● **What is asked**
Continue the passage on the schoolyard drug provision, picking up after its final sentence.

● **Excerpted text**
>>>>

This analysis provides clear evidence that Congress did not intend to require proof of an intent to distribute drugs near a school. When a defendant is found in possession of a sufficiently large quantity of drugs, an intent to distribute may logically be inferred from the quantity of drugs alone. See United States v. Ocampo, 937 F.2d 485, 488 (9th Cir.1991); United States v. Brown, 921 F.2d 785, 792 (8th Cir.1990); United States v. Montoya, 782 F.2d 1554, 1555 (11th Cir.1986). By contrast, more evidence is logically required before an inference may be drawn concerning the location where the defendant intended to distribute the drugs. The statement endorsed by Senator Biden and his colleagues clearly shows, however, that they did not think that the schoolyard provision required any such additional evidence. Rather, they wanted the schoolyard provision to apply whenever a defendant is "apprehended near a school with a quantity of drugs sufficient to indicate an intention to distribute." This statement thus provides clear evidence that proof of an intent to distribute near a school is not necessary. See United States v. Wake, 948 F.2d at 1432.

<<<<

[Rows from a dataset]
>>>>

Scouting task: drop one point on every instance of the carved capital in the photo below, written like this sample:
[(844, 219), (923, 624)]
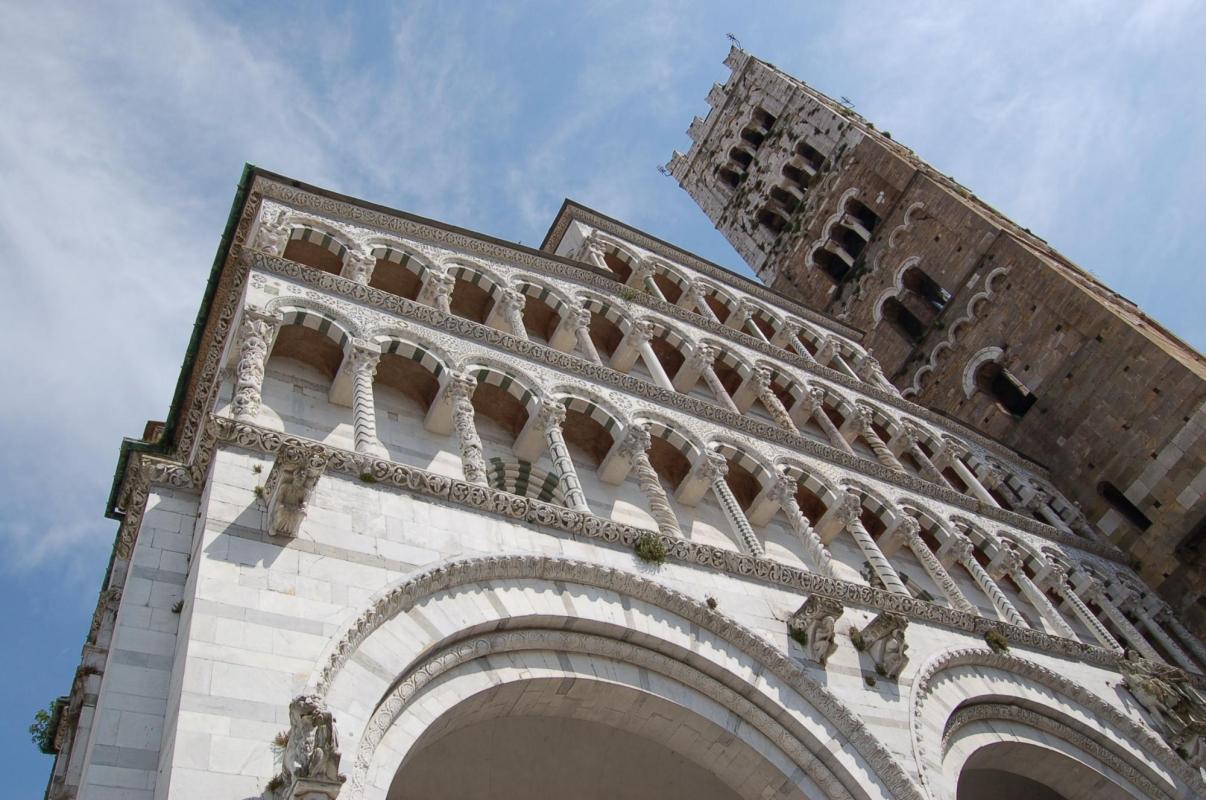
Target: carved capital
[(637, 439), (551, 414), (813, 626)]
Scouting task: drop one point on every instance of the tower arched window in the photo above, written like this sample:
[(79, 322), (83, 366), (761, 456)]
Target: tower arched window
[(1002, 386), (903, 321), (1120, 503)]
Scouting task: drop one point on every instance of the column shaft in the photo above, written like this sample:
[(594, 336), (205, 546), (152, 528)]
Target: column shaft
[(473, 461), (364, 363)]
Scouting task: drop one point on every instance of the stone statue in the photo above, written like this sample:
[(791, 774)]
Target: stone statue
[(311, 754), (813, 626), (1176, 707)]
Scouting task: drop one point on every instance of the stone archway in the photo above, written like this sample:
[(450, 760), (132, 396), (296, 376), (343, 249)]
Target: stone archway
[(463, 628), (1005, 770), (573, 736)]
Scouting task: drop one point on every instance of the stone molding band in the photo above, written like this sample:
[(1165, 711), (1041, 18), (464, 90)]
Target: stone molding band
[(533, 512), (472, 331), (555, 266)]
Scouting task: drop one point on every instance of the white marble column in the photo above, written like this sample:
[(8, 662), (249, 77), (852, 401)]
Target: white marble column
[(762, 384), (849, 513), (1163, 637), (359, 267), (634, 447), (473, 461), (695, 297), (643, 334), (964, 552), (511, 303), (1095, 591), (1012, 564), (953, 454), (1057, 577), (908, 530), (437, 290), (364, 362), (256, 336), (864, 419), (551, 416), (784, 492), (812, 406), (912, 439), (583, 332), (643, 275), (713, 469), (1195, 646)]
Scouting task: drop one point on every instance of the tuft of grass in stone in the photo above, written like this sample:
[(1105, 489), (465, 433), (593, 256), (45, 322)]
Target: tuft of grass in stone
[(649, 548), (996, 640)]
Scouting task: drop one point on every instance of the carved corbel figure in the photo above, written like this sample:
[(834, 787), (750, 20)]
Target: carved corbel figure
[(883, 640), (273, 235), (290, 486), (813, 626), (311, 754), (1177, 710)]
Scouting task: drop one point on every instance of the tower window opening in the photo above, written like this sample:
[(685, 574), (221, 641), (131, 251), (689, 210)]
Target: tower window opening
[(771, 219), (742, 157), (784, 198), (831, 264), (1010, 393), (920, 284), (864, 215), (903, 321), (762, 118), (754, 136), (1120, 503), (730, 176)]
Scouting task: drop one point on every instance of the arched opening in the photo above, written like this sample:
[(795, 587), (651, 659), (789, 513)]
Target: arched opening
[(315, 249), (472, 295), (917, 281), (903, 321), (396, 272), (619, 264), (1007, 391), (298, 375), (831, 264), (1012, 769), (772, 219), (1120, 503), (540, 320), (403, 391)]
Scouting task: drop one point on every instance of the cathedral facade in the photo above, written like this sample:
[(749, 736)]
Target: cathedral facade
[(967, 311), (439, 515)]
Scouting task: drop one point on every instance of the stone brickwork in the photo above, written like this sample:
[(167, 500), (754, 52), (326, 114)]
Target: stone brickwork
[(444, 514), (953, 297)]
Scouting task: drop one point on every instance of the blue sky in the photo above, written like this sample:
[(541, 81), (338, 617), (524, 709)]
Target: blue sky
[(126, 128)]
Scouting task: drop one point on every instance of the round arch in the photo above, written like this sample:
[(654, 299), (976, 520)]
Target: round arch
[(956, 688), (468, 624)]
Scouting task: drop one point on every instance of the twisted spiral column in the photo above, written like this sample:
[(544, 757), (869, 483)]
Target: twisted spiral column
[(965, 553), (762, 381), (256, 336), (911, 531), (473, 461), (713, 468), (583, 332), (513, 309), (848, 513), (550, 418), (784, 492), (634, 447), (1058, 577), (864, 419), (364, 363)]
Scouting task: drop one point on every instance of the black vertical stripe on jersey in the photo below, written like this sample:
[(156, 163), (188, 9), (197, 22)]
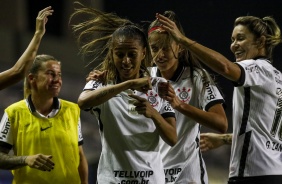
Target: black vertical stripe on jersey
[(99, 118), (246, 113), (200, 159), (244, 154), (246, 110)]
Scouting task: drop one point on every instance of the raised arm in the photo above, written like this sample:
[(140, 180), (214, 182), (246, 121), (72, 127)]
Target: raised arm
[(209, 141), (209, 57), (21, 67)]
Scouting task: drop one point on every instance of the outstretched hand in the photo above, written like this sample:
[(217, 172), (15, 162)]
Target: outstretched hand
[(97, 75), (42, 19), (40, 162), (209, 141), (142, 106), (170, 27), (141, 84)]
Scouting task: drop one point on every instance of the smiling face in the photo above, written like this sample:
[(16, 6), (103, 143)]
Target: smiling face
[(128, 54), (244, 45), (164, 52), (48, 80)]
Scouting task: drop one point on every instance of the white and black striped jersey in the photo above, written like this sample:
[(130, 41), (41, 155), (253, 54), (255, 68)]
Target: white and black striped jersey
[(130, 141), (183, 162), (257, 127)]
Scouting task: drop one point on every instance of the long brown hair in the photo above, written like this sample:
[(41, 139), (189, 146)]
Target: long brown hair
[(97, 33)]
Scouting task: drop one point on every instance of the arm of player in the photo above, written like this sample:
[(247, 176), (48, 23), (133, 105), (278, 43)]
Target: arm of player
[(214, 118), (92, 98), (19, 70), (209, 141), (83, 167), (11, 162), (166, 127)]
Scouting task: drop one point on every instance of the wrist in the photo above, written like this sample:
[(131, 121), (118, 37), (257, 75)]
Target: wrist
[(23, 160)]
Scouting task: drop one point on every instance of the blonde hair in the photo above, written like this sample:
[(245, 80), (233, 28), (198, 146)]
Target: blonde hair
[(262, 27), (35, 67)]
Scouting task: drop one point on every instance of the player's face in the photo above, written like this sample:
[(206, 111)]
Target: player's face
[(128, 54), (48, 80), (164, 52), (243, 43)]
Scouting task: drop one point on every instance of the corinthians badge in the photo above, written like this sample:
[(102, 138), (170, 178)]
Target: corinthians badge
[(183, 94)]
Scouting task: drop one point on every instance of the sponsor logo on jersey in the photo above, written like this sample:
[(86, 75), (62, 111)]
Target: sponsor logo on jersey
[(4, 132), (252, 68), (172, 174), (184, 94), (129, 175)]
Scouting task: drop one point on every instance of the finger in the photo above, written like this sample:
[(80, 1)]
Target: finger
[(137, 97), (149, 87)]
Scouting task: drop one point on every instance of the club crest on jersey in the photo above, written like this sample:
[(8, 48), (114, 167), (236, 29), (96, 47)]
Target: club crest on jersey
[(184, 94), (95, 84), (152, 98)]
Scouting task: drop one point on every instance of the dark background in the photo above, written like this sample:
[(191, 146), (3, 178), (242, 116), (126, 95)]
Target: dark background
[(209, 22)]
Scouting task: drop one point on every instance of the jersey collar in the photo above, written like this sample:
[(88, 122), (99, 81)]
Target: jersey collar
[(56, 103)]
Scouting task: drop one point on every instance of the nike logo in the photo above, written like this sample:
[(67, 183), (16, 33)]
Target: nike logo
[(43, 129)]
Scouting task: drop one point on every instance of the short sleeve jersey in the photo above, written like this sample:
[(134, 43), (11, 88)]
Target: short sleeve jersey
[(183, 162), (130, 141), (257, 126)]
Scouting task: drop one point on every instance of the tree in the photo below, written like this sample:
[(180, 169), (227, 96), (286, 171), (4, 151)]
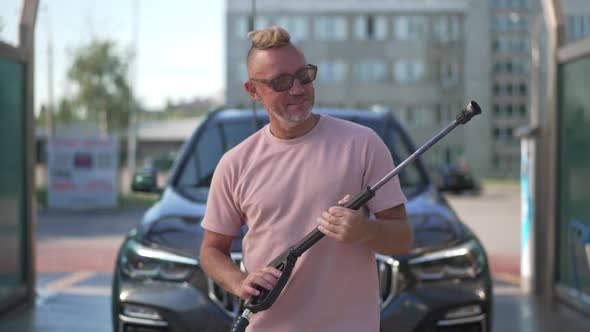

<<<<

● **Result of this task**
C. Rodriguez's contrary interpretation was adopted by several district court decisions handed down prior to Wake. United States v. McDonald, 777 F.Supp. 44 (D.D.C.1991); United States v. Testa, 768 F.Supp. 221 (N.D.Ill.1991); United States v. Coates, 739 F.Supp. 146, 152-153 (S.D.N.Y.1990); United States v. Roberts, 735 F.Supp. 537 (S.D.N.Y.1990); and United States v. Liranzo, 729 F.Supp. 1012 (S.D.N.Y.1990). We find major flaws, however, in all four of the arguments on which these decisions were based.

1. In United States v. Liranzo, 729 F.Supp. at 1014, the court relied on the grammatical rule that a modifier should be placed as close as possible to the word it modifies. Thus, the court asserted (id.) that the statutory phrase "within 1000 feet" modified "with intent to distribute" rather than "possessing." The court elaborated (id.): "If the other meaning were intended, the statute would be expected to read 'possessing, within one thousand feet of a school, with intent to distribute a controlled substance....' "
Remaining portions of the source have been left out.